» **DOCUMENT TEXT**
As stated earlier, the appellant had submitted that even if it were
to be found that Cheadle AJ incorrectly dealt with
the matter under
section 158(2)(b), this Court should nevertheless deal with the issue
whether the respondents fell outside the
scope of the Bargaining
Council and that this Court should do so on the same basis as
discussed in the
Sinuko
matter.
[57]
It
was further submitted on behalf of the respondents that the matter
“
did
not go to the arbitration route (even though the respondents
attempted to do so at first)
because
a conciliator of the Bargaining Council ruled at the conciliation
stage already that the Bargaining Council had no jurisdiction
over
the parties with the result that the respondents approached the
Labour Court on the above basis
”
.
The
respondents point out further that the relevant Bargaining Council
has been invited to join in these proceedings before the
Labour Court
but had declined to do so and that the relevant Minister was joined
as a party (i.e. as the fifth respondent before
the court
a
quo)
at the instance of the appellant, but that the Minister had elected
to abide the outcome of the proceedings in the court
a
quo
.
[58]
It
was further submitted in supplementary heads of argument filed on
behalf of the respondents that the short answer to the questions
posed was the following:
a.
Cheadle
AJ had jurisdiction to hear the matter “
by
virtue of section 77(3) of the BCEA and/or section 158(2)(b) of the
LRA
;
b.
There
was an attempt by the current respondents, save for one who was
joined later as a party by agreement between the parties,
to refer
the matter to conciliation;
c.
There
was no need to refer the contractual dispute to conciliation;
d.
The
appellant’s objection to the Bargaining Council’s
jurisdiction and the Bargaining Council’s “
incorrect
jurisdictional
determination
amounted to a
finding that the parties could not resolve the dispute before the
Bargaining Council
”
.
(Emphasis by respondents’ counsel).
[59]
In
respect of the point that Cheadle AJ had jurisdiction to hear the
matter under section 77(3) of the BCEA and section 158(2)(b)
of the
LRA, the respondents in their supplementary heads, elaborated on this
point and, in support of it, made the following submissions.

» **MATERIAL SUPPLIED**

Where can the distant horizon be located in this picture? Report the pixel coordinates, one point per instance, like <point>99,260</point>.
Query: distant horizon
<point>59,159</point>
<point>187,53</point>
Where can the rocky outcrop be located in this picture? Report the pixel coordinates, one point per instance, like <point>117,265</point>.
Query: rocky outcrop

---

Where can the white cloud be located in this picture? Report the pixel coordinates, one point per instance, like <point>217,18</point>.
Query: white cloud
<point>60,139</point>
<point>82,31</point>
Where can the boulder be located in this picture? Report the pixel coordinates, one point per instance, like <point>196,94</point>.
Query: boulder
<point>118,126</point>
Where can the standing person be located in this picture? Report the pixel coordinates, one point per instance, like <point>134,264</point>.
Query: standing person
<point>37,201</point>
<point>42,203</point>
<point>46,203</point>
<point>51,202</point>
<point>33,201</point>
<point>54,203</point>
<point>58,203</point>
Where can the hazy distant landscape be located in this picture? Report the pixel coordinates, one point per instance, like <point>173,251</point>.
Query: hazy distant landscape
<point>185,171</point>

==

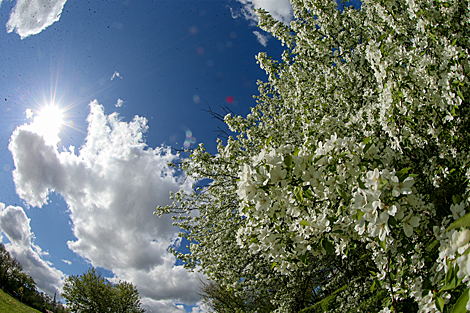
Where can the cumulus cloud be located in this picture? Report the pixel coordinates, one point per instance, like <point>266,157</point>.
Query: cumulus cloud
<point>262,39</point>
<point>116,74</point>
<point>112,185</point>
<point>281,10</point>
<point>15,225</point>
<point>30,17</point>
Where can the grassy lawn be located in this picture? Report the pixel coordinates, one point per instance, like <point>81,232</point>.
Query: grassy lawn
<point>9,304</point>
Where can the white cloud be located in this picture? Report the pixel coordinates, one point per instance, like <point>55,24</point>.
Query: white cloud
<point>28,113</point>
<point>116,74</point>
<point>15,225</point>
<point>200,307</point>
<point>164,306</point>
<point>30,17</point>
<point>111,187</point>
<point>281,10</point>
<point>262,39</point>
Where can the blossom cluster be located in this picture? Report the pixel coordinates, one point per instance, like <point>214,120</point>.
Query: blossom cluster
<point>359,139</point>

» **SET EXERCISE 1**
List the lettered points from the supplementary heads of argument in the judgment excerpt on the Bargaining Council's jurisdiction.
» **SET EXERCISE 2**
In the judgment excerpt, rewrite everything from "(Emphasis by respondents’" down to "and section 158(2)(b)", substituting "authority" for "jurisdiction".
» **SET EXERCISE 3**
Carry on the judgment excerpt on the Bargaining Council's jurisdiction from the point where it stops.

» **REPLY 1**
a. Cheadle AJ had jurisdiction to hear the matter by virtue of section 77(3) of the BCEA and/or section 158(2)(b) of the LRA.
b. The current respondents attempted to refer the matter to conciliation, except for one who was joined later as a party by agreement between the parties.
c. There was no need to refer the contractual dispute to conciliation.
d. The appellant's objection to the Bargaining Council's jurisdiction and the Bargaining Council's "incorrect jurisdictional determination" amounted to a finding that the parties could not resolve the dispute before the Bargaining Council.

» **REPLY 2**
(Emphasis by respondents’ counsel).
[59]
In
respect of the point that Cheadle AJ had authority to hear the
matter under section 77(3) of the BCEA and section 158(2)(b)

» **REPLY 3**
That it
was expressly pleaded by the respondents that the appellant had
refused to acknowledge, accept or admit that the respondents
were
entitled to or qualified for the scarce skills allowance and for
payment of amounts due in respect of such allowance as and
when they
fell due “
in
terms of the scarce skills agreement read with the UCT agreement
and/or the Stellenbosch agreement as the case may be
”;
furthermore, that the appellant refused to pay those amounts; that,
consequently, the appellant was “
in
breach of its contractual obligations vis-à-vis each of the
respondents
”;
further, that the dispute was referred to conciliation in accordance
with clause 3.5 of Part C of Schedule 2 of the Constitution
of the PH
& WSBC on 13 June 2006; that the PH & WSBC, however, ruled
that there was no basis to conciliate the matter because
the
respondents were not contractually employed by the Department of
Health, but by the university; that it was alleged that the
claim was
one concerning “
the
applicants’ contracts of employment
”;
that in terms of section 77(3) of the BCEA, the Labour Court had
concurrent jurisdiction with civil courts “
to
determine any matter concerning a contract of employment
”;
that insofar as section 24(5) of the LRA applied, which was not
conceded by the respondents and insofar as it required
the dispute to
be referred to arbitration, the respondents had sought the
appellant’s consent that the Labour Court determine
the matter
sitting as arbitrator in terms of section 158(2)(b) of the LRA;
furthermore, that “
this
was done because the dispute pertaining to the parties’
contracts of employment also required the interpretation of a
collective agreement which was incorporated in their contracts of
employment
”.
Lastly, of significance, it was further submitted that the parties’
consent “
clothed
the court with jurisdiction insofar as this was necessary to
interpret the collective agreement in determining the contractual
claim. Section 158(2)(b) of the LRA permitted them to do so
”.
I should just mention that no authority was cited for this
proposition.
Discussion
[60]
Due
to its length, I shall not quote the entire statement of claim here.
It suffices to state that the respondents’ claim
is essentially
based on the collective agreement. Even though it is stated in
paragraph 94 of the statement of claim that “
the
present claim concerning the applicants’ contracts of
employment in terms of
section 77(3)
of the
Basic Conditions of
Employment Act this
Honourable Court has concurrent jurisdiction with
the civil courts to hear and determine any matter concerning their
contract of
employment
”
and even though it is further alleged in paragraphs 95 and 96 as
follows:
‘
95
Insofar as
section 24(5)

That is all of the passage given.